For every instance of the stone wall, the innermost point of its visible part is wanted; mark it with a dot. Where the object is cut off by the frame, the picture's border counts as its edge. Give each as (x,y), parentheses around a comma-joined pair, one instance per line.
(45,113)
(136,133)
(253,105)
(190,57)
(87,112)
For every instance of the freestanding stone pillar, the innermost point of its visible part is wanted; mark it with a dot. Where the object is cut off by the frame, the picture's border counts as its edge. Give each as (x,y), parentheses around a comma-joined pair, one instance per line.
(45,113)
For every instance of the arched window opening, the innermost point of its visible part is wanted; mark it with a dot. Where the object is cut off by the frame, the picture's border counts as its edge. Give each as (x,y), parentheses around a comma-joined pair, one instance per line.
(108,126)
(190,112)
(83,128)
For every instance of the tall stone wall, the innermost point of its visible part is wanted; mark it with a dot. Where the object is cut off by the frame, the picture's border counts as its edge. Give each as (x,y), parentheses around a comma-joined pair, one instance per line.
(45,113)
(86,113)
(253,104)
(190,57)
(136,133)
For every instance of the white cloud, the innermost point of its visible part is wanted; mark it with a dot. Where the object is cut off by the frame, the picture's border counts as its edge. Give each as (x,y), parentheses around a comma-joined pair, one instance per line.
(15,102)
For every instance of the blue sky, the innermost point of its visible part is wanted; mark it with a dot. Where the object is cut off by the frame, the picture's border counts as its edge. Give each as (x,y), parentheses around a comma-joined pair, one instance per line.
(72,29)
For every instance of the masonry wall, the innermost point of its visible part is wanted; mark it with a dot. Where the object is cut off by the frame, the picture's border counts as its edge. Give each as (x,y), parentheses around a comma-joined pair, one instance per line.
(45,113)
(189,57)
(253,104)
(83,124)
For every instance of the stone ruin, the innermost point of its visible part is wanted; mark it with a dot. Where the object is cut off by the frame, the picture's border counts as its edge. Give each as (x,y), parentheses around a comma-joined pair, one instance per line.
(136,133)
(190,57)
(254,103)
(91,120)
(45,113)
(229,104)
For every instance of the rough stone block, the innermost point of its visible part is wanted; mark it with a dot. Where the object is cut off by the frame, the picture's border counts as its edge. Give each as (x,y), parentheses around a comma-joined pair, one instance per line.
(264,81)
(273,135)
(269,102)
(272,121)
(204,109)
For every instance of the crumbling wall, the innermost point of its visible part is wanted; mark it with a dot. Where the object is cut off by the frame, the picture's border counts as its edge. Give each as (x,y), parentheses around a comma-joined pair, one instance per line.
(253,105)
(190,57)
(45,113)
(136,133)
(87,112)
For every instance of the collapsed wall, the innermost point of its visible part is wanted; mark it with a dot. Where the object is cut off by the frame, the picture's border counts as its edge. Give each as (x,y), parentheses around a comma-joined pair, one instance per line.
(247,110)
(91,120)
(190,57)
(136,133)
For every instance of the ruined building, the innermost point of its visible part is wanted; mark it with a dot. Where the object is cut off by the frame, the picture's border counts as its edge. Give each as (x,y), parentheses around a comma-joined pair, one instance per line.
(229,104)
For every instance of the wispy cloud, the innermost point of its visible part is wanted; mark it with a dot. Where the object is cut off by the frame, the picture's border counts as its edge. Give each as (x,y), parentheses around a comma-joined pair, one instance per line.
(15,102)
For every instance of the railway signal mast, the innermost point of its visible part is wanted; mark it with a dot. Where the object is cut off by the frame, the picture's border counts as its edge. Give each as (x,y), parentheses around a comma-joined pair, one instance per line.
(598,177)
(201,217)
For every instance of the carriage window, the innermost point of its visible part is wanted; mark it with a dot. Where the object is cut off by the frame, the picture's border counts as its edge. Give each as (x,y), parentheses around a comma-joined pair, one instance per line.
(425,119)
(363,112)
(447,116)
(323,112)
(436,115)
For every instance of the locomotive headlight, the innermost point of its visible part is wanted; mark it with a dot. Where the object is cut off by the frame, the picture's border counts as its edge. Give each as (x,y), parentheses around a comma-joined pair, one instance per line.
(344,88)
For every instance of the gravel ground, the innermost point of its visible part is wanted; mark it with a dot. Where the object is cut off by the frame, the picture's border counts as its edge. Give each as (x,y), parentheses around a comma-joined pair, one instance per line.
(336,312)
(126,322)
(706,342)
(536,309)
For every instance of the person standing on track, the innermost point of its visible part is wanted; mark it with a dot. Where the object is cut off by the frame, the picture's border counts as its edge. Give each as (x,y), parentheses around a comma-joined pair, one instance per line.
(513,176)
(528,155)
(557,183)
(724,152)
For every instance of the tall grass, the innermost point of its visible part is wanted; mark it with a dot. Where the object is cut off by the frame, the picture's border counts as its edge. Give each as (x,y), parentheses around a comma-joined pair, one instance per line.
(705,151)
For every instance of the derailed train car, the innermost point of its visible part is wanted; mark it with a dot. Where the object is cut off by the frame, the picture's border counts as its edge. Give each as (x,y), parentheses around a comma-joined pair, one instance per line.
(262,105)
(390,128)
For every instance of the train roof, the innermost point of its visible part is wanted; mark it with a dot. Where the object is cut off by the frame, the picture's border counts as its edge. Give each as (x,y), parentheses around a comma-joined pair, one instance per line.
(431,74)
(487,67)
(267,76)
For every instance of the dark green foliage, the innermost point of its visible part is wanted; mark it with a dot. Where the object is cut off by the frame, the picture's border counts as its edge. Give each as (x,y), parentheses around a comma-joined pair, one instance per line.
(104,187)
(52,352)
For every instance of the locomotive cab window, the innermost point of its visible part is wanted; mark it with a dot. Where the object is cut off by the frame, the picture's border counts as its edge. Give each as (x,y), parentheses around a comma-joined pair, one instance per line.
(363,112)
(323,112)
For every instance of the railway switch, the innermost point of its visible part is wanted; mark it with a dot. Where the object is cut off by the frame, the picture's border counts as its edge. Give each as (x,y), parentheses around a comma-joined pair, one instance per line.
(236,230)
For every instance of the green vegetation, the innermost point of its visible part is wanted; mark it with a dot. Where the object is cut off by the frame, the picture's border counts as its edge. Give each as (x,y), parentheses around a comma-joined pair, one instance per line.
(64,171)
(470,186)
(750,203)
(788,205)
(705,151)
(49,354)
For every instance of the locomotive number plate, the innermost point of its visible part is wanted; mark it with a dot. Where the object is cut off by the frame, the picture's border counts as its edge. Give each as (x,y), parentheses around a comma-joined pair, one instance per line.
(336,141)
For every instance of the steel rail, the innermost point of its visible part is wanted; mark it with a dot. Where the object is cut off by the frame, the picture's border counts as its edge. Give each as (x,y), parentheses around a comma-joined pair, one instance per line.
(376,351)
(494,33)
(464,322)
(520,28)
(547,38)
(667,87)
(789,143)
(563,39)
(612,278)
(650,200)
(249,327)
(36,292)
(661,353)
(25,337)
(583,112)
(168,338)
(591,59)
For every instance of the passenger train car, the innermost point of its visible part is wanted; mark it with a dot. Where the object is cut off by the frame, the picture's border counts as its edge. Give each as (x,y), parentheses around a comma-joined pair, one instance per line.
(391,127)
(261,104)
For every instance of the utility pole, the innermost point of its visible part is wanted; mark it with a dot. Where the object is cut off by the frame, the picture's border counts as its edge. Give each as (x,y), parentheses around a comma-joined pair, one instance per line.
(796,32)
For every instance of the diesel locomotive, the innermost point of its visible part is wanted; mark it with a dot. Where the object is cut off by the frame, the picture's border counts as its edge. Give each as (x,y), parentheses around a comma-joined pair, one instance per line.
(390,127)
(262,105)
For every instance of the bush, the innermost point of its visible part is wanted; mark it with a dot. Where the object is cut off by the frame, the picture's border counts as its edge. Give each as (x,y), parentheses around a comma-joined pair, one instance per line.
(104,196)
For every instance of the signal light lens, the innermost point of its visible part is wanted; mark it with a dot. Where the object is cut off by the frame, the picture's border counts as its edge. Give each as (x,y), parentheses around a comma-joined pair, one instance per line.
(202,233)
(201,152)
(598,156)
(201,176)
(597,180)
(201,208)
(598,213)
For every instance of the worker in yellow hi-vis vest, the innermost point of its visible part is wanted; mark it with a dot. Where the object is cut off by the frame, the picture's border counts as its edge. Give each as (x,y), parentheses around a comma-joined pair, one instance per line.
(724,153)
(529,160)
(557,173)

•••••

### EXERCISE GOAL:
Extract the closing run of lines, starting with the one containing "For every instance of the utility" and ending at the last, exactly as written.

### ANSWER IN FULL:
For every instance of the utility pole, the innermost point of its visible part is wanted; mark it with a dot. Where the object is cut off by the frame, the picture's border counts as its edge. Give each as (x,y), parentheses around a comma-joined pair, one instance per line.
(796,32)
For every instance of the diesel locomotive, the innermost point of its visible part is wanted; mark it with a dot. Where the object is cut off by the frame, the picture's border counts as its edge. Give each as (x,y), parentheses around a comma-joined pair, one instance per line.
(390,127)
(262,105)
For every instance of the bush, the innermost point of its visible part is wanted; mark it with a dot. Where the object is cut off by the frame, the picture's border counts as its edge. Give each as (x,y), parentheses around a comma-joined pair, one instance per line.
(104,196)
For every instance of the signal light lens, the innermost point of its visible part is wanted; mark it with a dot. Where the object is cut off by the frame, the picture's border counts as its edge. Give each as (x,y), parentheses around a comma-joined pair, one instance per line.
(202,233)
(201,152)
(598,156)
(201,176)
(597,180)
(201,208)
(598,213)
For every instance of the worker in yellow hi-vis vest, the innermost point of its visible part is wanted; mark it with a dot. Where the object is cut off by the frame, the picture's border counts as its edge. Give each as (x,y), parentheses around a comma-joined pair, one instance per line.
(724,153)
(529,160)
(557,173)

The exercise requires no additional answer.